Se os líderes revolucionários de todos os tempos afirmam a necessidade do convencimento das massas oprimidas para que aceitem a luta pela libertação – o que de resto é óbvio – reconhecem implicitamente o sentido pedagógico desta luta. Muitos, porém, talvez por preconceitos naturais e explicáveis contra a pedagogia, terminam usando, na sua ação, métodos que são empregados na “educação” que serve ao opressor. Negam a ação pedagógica no processo de libertação, mas usam a propaganda para convencer...

Desde o começo mesmo da luta pela humanização, pela superação da contradição opressor-oprimidos, é preciso que eles se convençam de que esta luta exige deles, a partir do momento em que a aceitam, a sua responsabilidade total. É que esta luta não se justifica apenas em que passem a ter liberdade para comer, mas “liberdade para criar e construir, para admirar e aventurar-se”. Tal liberdade requer que o indivíduo seja ativo e responsável, não um escravo nem uma peça bem alimentada da máquina. Não basta que os homens não sejam escravos; se as condições sociais fomentam a existência de autômatos, o resultado não é o amor à vida, mas o amor à morte. Os oprimidos que se "formam” no amor à morte [3], que caracteriza o clima da opressão, devem encontrar, na sua luta, o caminho do amor à vida, que não está apenas no comer mais, se bem que implique também nele e dele não possa prescindir.


[3] Erich Fromn, op. cit., pp. 54-5.


É como homens que os oprimidos têm de lutar e não como "coisas”. É precisamente porque reduzidos a quase “coisas” , na relação de opressão em que estão, que se encontram destruídos. Para reconstruir- se é importante que ultrapassem o estado de quase “coisas”. Não podem comparecer à luta como quase "coisas”, para depois ser homens. É radical esta exigência. A ultrapassagem deste estado, em que se destroem, para o de homens, em que se reconstroem, não é “a posteriori”. A luta por esta reconstrução começa no auto- reconhecimento de homens destruídos.

• Registros de dados:
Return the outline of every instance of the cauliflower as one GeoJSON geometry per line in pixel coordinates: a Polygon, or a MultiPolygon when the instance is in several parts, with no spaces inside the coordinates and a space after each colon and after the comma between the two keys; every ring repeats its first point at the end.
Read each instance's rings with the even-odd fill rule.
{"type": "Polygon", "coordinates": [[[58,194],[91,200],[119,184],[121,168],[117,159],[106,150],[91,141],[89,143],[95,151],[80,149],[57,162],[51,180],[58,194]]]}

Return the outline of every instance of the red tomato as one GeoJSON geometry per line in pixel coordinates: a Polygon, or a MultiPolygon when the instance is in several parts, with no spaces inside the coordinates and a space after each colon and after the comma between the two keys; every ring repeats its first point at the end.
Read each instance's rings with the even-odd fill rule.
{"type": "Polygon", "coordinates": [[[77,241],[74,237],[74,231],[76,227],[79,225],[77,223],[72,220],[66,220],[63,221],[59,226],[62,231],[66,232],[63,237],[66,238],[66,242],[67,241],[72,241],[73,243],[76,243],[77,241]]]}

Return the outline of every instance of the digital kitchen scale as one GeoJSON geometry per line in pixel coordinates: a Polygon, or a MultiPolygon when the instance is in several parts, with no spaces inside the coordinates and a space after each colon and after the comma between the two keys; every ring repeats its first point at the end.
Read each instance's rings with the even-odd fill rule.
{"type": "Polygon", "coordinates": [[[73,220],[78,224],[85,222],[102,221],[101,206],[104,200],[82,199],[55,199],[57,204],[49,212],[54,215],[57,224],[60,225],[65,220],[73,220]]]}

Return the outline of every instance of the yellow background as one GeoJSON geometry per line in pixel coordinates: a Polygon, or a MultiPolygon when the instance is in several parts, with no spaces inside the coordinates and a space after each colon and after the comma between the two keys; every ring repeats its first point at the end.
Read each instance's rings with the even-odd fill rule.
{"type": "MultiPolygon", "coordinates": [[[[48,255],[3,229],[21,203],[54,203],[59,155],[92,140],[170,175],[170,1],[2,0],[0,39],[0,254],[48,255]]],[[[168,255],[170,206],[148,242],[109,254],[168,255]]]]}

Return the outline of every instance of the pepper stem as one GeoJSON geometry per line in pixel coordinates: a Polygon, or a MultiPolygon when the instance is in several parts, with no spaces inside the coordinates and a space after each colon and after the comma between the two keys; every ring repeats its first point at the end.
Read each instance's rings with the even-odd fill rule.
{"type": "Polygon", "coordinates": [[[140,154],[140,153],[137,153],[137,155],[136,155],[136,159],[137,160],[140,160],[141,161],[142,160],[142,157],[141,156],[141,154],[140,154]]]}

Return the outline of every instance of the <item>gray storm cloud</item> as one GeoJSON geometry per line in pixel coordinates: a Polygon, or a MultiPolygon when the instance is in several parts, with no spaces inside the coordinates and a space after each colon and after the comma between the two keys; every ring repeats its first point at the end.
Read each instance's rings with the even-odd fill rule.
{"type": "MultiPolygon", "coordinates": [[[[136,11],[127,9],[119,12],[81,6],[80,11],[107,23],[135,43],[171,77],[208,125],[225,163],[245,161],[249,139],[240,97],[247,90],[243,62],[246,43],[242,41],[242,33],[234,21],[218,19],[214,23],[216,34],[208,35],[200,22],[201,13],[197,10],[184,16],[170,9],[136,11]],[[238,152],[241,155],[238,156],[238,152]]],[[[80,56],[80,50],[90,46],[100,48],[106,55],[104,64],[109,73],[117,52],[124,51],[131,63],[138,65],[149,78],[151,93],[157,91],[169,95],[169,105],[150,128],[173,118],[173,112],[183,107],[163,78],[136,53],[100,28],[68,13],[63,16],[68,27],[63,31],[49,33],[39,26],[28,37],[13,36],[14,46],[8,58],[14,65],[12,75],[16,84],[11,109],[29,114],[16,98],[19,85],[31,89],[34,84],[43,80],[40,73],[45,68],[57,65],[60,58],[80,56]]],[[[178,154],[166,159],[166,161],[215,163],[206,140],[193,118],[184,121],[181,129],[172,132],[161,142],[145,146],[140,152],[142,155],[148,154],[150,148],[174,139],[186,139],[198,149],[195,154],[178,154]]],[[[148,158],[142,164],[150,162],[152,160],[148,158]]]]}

• Complete o seguinte:
1. Traduza para o inglês a seguinte frase do texto sobre a luta dos oprimidos: "Tal liberdade requer que o indivíduo seja ativo e responsável, não um escravo nem uma peça bem alimentada da máquina."
2. Transcreva fielmente o trecho do texto sobre a luta dos oprimidos que começa em "[3] Erich Fromn, op." e segue até "de homens destruídos.".
Os registros foram obtidos de uma fonte diferente da do texto.

• Respostas do exercício:
1. Such freedom requires that the individual be active and responsible, not a slave nor a well-fed cog in the machine.

2.
[3] Erich Fromn, op. cit., pp. 54-5.


É como homens que os oprimidos têm de lutar e não como "coisas”. É precisamente porque reduzidos a quase “coisas” , na relação de opressão em que estão, que se encontram destruídos. Para reconstruir- se é importante que ultrapassem o estado de quase “coisas”. Não podem comparecer à luta como quase "coisas”, para depois ser homens. É radical esta exigência. A ultrapassagem deste estado, em que se destroem, para o de homens, em que se reconstroem, não é “a posteriori”. A luta por esta reconstrução começa no auto- reconhecimento de homens destruídos.